» Input for this task

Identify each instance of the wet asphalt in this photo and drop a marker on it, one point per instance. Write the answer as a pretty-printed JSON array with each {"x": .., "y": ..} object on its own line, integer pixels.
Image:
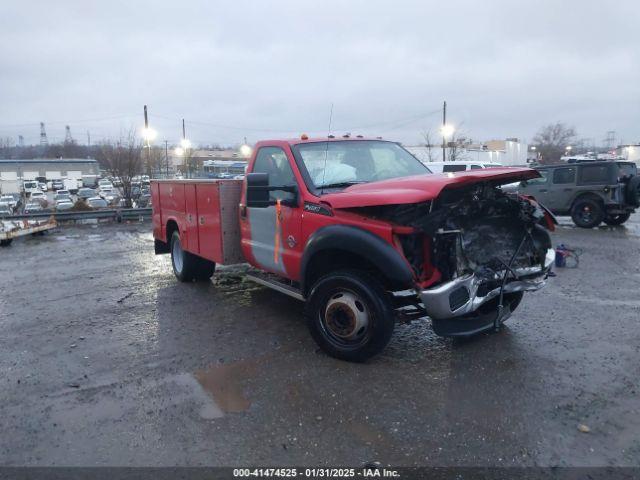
[{"x": 107, "y": 360}]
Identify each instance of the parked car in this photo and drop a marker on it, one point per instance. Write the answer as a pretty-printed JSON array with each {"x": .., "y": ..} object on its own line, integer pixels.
[
  {"x": 446, "y": 167},
  {"x": 9, "y": 199},
  {"x": 5, "y": 210},
  {"x": 30, "y": 186},
  {"x": 111, "y": 197},
  {"x": 104, "y": 183},
  {"x": 86, "y": 193},
  {"x": 39, "y": 196},
  {"x": 64, "y": 205},
  {"x": 591, "y": 192},
  {"x": 33, "y": 207},
  {"x": 143, "y": 201},
  {"x": 97, "y": 202}
]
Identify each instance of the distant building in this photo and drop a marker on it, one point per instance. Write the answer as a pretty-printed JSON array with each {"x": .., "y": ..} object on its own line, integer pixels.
[
  {"x": 630, "y": 152},
  {"x": 199, "y": 158},
  {"x": 506, "y": 152},
  {"x": 46, "y": 169},
  {"x": 224, "y": 167}
]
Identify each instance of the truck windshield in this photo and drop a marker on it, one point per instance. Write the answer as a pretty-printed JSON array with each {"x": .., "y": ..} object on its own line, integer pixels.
[{"x": 342, "y": 163}]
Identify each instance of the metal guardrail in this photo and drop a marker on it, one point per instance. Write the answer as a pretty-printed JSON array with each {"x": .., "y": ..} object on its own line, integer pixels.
[{"x": 112, "y": 213}]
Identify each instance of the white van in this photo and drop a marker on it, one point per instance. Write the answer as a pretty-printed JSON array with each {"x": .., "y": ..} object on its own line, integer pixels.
[
  {"x": 31, "y": 186},
  {"x": 446, "y": 167}
]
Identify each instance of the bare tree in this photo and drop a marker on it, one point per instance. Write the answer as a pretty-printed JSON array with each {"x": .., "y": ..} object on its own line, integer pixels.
[
  {"x": 552, "y": 140},
  {"x": 456, "y": 148},
  {"x": 430, "y": 146},
  {"x": 123, "y": 160}
]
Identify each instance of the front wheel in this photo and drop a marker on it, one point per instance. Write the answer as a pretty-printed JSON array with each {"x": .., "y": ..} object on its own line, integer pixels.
[
  {"x": 350, "y": 315},
  {"x": 187, "y": 266},
  {"x": 587, "y": 213},
  {"x": 614, "y": 220}
]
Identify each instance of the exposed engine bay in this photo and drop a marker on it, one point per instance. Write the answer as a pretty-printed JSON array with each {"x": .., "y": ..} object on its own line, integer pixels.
[{"x": 476, "y": 229}]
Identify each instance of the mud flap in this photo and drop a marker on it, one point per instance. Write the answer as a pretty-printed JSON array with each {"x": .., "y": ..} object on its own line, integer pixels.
[{"x": 472, "y": 324}]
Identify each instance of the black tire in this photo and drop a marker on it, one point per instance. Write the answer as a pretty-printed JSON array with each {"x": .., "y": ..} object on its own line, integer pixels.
[
  {"x": 587, "y": 213},
  {"x": 188, "y": 267},
  {"x": 633, "y": 191},
  {"x": 619, "y": 219},
  {"x": 361, "y": 309}
]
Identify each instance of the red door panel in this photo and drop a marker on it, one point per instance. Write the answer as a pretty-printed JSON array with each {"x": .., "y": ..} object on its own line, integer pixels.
[
  {"x": 209, "y": 235},
  {"x": 191, "y": 218}
]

» Your goal
Your job is to transcribe the records exactly and in full. Pictures are not part of the copy.

» Exercise response
Identify each instance of the wet asphalt in this photo and drop a marker on it, one point per instance. Write the answer as a pretty-printed JSON array with each {"x": .., "y": ..} object on its own line, integer pixels.
Image:
[{"x": 107, "y": 360}]
Identify each instance of the parked car in this photo and drop a marker on it, one point per instance. Write the answer as a pretty-printed JSON array with each {"x": .., "y": ..} object on its own line, integer pixels.
[
  {"x": 446, "y": 167},
  {"x": 9, "y": 199},
  {"x": 5, "y": 210},
  {"x": 30, "y": 186},
  {"x": 111, "y": 197},
  {"x": 104, "y": 183},
  {"x": 86, "y": 193},
  {"x": 39, "y": 196},
  {"x": 64, "y": 205},
  {"x": 591, "y": 192},
  {"x": 33, "y": 207},
  {"x": 143, "y": 201},
  {"x": 97, "y": 202}
]
Identify each instance of the distant building in this photo and drop a marker on it, one point per instance. Write the answer as a pretty-printed JSON array with each {"x": .., "y": ..} object on its own line, integer pixels.
[
  {"x": 630, "y": 152},
  {"x": 199, "y": 158},
  {"x": 506, "y": 152},
  {"x": 46, "y": 169},
  {"x": 224, "y": 167}
]
Identify each instance of the truck windshield in this photo and drop a marker on it, one point per instance. Write the answer as a pretty-printed JSON array with each {"x": .., "y": ..} object on its own line, integer pixels.
[{"x": 342, "y": 163}]
Identify each instance of the metal guardrail in this photo and drop a marker on it, one point per instance. Write the answer as a pretty-printed JSON array with each {"x": .., "y": ..} object on its own line, integer pixels.
[{"x": 112, "y": 213}]
Identify each instance of the white van in this photo and drop a marker on it, one point per instance. Write the answer as a pretty-printed JSON array with each {"x": .., "y": ..} object on its own line, integer pixels.
[
  {"x": 31, "y": 186},
  {"x": 446, "y": 167}
]
Identify each instance of the bare tree in this photo and drop a marker on it, one point per instance. Write the answer as a pretty-printed JSON array with each {"x": .., "y": ..} object on its own line, integer pixels.
[
  {"x": 552, "y": 140},
  {"x": 456, "y": 148},
  {"x": 430, "y": 146},
  {"x": 123, "y": 160}
]
Identify each instance of the front wheel in this photo and drop a marker on it, one point per instance. Write the answer as a pretty-printed JSON array with each {"x": .., "y": ..} object on its own line, integer pixels.
[
  {"x": 350, "y": 315},
  {"x": 187, "y": 266},
  {"x": 587, "y": 213},
  {"x": 614, "y": 220}
]
Identify each instance of the exposed engine bay in this photo and drop a marker on it, one point per instance. Write the answer as a pretty-printed JSON array with each {"x": .., "y": ..} object on its own line, integer pixels.
[{"x": 476, "y": 229}]
Identify each instance of the mud flap in this photo and drop a marker on it, one point per instance. Write the answer as a pretty-printed JSON array with each {"x": .., "y": ..} object on its own line, integer pixels.
[{"x": 472, "y": 324}]
Identify each instance of the black tire in this photo and drop a marker on it, one point per instance. Write the answer as a pretty-printed JSON array with each {"x": .., "y": ..} object on its own line, integer pixels.
[
  {"x": 587, "y": 213},
  {"x": 188, "y": 267},
  {"x": 633, "y": 191},
  {"x": 619, "y": 219},
  {"x": 361, "y": 309}
]
Identify each instance of the red door panel in this photo and drop a marker on it, one point per instance. Write the answer as a pretty-printed JSON array with each {"x": .., "y": ..} object on its own line, integer pixels.
[
  {"x": 209, "y": 235},
  {"x": 191, "y": 218}
]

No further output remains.